### TASK BRIEF
Count the lines of the records that contain the word "green" and reply with that number alone.

### SUPPLIED RECORDS
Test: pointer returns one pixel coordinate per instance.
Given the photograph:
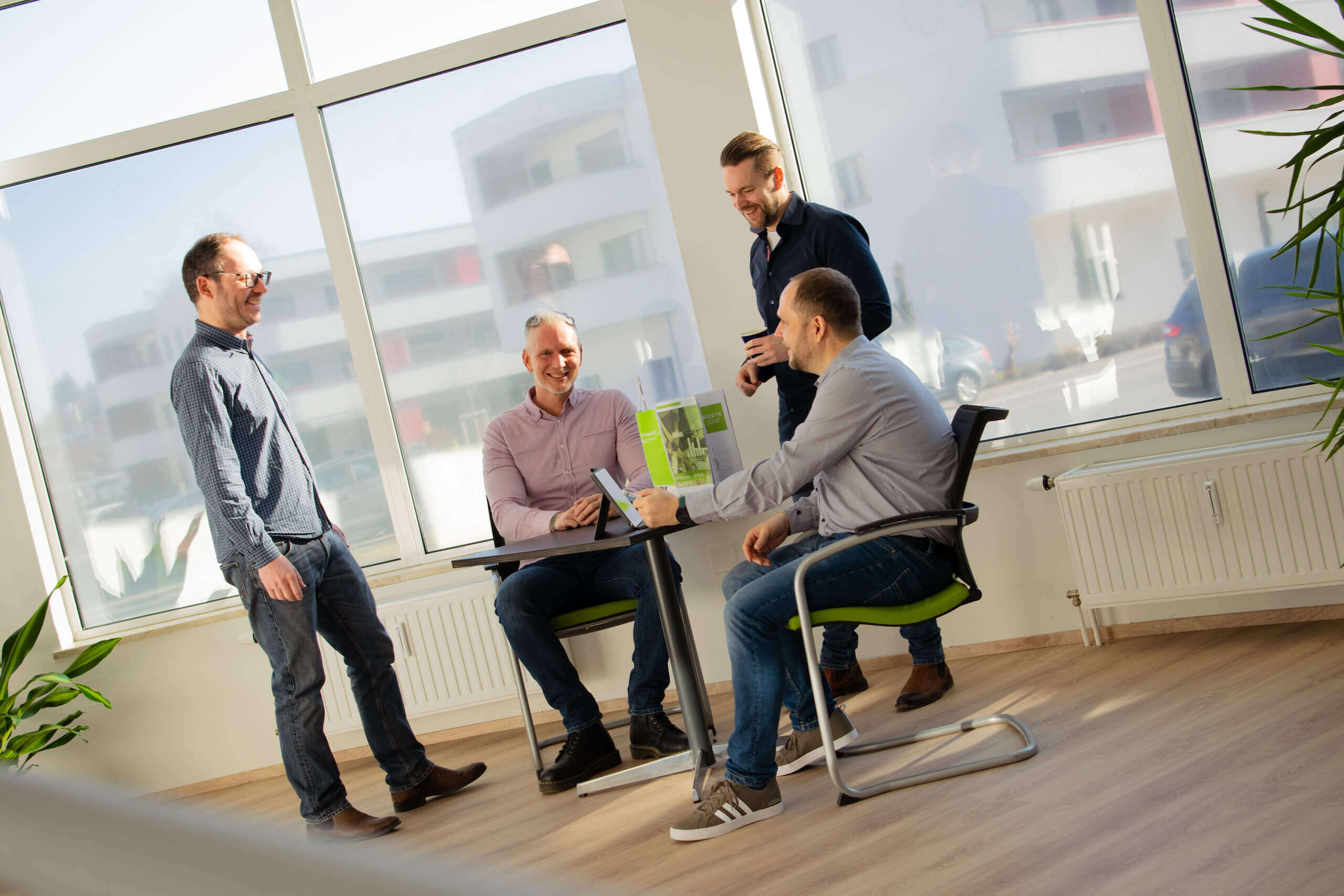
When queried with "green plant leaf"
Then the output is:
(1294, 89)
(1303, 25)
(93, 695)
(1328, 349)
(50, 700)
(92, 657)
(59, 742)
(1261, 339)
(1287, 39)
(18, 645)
...
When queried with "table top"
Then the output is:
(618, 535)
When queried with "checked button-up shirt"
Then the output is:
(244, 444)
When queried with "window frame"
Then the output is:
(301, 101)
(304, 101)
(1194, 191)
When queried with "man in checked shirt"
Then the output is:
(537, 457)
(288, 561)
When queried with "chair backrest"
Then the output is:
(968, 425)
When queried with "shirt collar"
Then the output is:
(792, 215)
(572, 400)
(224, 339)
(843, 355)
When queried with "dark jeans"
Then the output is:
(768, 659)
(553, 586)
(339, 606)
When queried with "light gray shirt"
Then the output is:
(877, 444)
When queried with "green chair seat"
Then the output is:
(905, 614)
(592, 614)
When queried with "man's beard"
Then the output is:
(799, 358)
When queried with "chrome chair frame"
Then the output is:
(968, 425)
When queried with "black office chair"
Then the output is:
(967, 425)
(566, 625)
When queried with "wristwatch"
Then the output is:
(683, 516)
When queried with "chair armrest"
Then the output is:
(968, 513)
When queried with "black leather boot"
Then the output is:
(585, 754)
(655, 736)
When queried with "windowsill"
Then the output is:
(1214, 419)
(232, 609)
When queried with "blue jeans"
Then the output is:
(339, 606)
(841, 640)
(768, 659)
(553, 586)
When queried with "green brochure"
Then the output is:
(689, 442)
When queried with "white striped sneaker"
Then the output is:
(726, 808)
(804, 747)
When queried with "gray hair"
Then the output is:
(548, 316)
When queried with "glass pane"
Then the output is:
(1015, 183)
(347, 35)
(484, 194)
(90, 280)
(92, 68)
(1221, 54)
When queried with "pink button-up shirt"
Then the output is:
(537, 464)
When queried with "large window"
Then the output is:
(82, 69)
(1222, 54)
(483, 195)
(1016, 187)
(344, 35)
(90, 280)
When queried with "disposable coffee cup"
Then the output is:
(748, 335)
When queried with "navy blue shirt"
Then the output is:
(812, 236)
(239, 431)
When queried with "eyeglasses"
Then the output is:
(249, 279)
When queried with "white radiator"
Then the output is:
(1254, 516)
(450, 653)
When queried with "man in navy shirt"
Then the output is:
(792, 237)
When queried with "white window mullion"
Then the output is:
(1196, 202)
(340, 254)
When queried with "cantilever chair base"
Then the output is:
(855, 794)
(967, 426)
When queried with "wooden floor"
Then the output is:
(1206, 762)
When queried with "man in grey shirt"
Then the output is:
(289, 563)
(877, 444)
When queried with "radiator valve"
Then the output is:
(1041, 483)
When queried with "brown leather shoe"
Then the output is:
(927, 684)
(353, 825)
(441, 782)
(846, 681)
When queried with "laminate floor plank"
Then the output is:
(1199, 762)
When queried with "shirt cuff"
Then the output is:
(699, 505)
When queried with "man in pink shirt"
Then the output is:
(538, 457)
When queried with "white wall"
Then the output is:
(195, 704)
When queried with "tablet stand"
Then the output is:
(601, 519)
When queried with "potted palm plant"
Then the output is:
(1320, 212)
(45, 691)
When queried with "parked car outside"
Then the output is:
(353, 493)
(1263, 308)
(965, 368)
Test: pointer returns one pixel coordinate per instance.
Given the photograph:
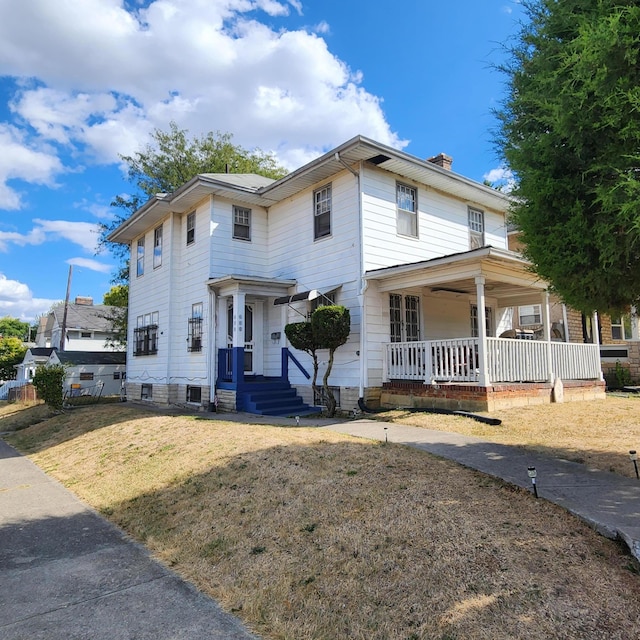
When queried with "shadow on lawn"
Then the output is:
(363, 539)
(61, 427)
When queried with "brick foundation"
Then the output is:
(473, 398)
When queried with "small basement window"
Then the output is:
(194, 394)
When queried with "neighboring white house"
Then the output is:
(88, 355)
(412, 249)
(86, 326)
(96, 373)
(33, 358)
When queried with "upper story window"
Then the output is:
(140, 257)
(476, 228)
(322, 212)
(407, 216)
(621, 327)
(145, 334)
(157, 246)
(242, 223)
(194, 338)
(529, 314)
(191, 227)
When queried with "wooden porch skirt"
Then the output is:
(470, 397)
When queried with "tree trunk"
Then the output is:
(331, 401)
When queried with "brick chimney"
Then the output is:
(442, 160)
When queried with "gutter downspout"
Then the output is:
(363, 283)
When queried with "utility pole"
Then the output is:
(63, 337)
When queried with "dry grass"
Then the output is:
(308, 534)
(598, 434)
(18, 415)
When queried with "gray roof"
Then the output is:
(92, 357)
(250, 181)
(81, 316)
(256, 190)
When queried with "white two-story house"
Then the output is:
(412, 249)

### RESULT OF THIS EXERCISE
3